__YOUR INSTRUCTIONS__
Tally up the lines below that include the word "Indicate". Answer with the number alone.
####################
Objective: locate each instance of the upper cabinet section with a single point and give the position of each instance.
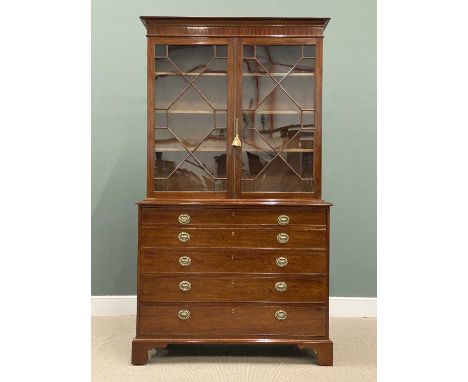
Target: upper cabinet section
(234, 107)
(234, 26)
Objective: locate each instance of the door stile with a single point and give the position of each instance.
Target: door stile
(231, 111)
(237, 42)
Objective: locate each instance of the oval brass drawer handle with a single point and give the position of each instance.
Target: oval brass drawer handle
(281, 261)
(281, 286)
(184, 237)
(185, 286)
(282, 238)
(283, 220)
(185, 261)
(281, 315)
(184, 314)
(184, 218)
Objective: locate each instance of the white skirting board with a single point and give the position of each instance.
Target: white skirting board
(339, 306)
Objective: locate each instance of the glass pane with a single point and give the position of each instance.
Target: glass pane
(214, 86)
(299, 153)
(277, 129)
(278, 177)
(160, 118)
(212, 153)
(255, 89)
(300, 89)
(308, 119)
(160, 50)
(191, 58)
(191, 129)
(168, 89)
(309, 51)
(256, 154)
(221, 51)
(278, 118)
(190, 118)
(248, 51)
(190, 176)
(278, 58)
(169, 153)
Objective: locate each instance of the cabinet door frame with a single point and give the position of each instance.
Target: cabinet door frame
(152, 41)
(317, 169)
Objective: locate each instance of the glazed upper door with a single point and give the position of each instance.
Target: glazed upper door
(189, 117)
(279, 117)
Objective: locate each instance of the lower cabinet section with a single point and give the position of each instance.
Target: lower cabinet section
(197, 320)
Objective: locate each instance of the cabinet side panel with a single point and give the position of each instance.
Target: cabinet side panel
(150, 120)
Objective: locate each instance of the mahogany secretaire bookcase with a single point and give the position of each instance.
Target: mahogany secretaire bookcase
(233, 237)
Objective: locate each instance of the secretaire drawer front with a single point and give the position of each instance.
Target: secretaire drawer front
(258, 216)
(199, 320)
(249, 260)
(187, 288)
(234, 238)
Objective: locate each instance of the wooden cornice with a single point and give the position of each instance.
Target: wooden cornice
(234, 26)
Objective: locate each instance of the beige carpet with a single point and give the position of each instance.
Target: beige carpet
(354, 356)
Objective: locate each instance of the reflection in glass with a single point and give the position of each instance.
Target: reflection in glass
(190, 176)
(160, 50)
(277, 129)
(278, 119)
(278, 58)
(278, 177)
(167, 89)
(191, 129)
(190, 118)
(256, 153)
(191, 58)
(299, 153)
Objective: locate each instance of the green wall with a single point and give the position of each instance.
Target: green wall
(119, 131)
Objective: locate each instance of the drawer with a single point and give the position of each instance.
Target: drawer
(188, 237)
(267, 215)
(246, 288)
(231, 320)
(247, 260)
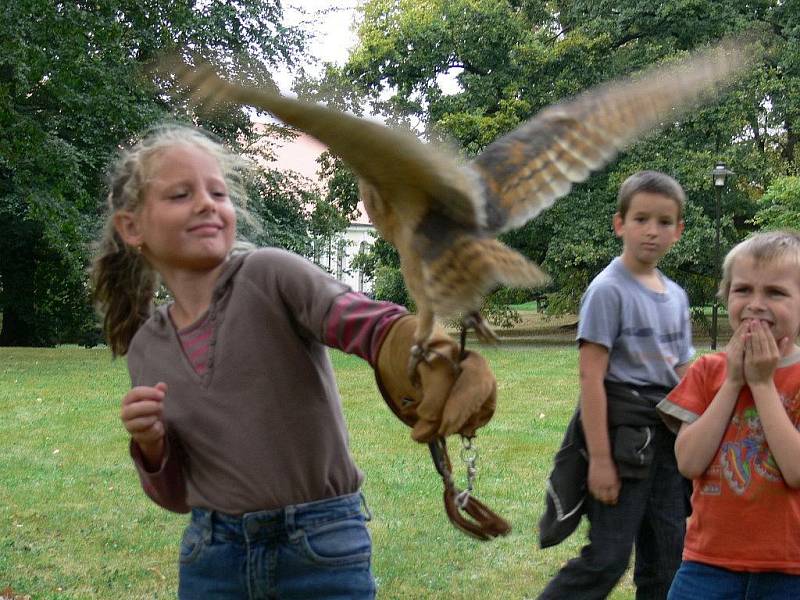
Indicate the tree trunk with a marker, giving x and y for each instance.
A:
(14, 331)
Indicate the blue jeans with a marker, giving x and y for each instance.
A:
(315, 550)
(650, 513)
(698, 580)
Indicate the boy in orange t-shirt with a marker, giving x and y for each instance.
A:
(739, 412)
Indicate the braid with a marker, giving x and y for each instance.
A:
(123, 282)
####################
__EXERCISE OUTPUT__
4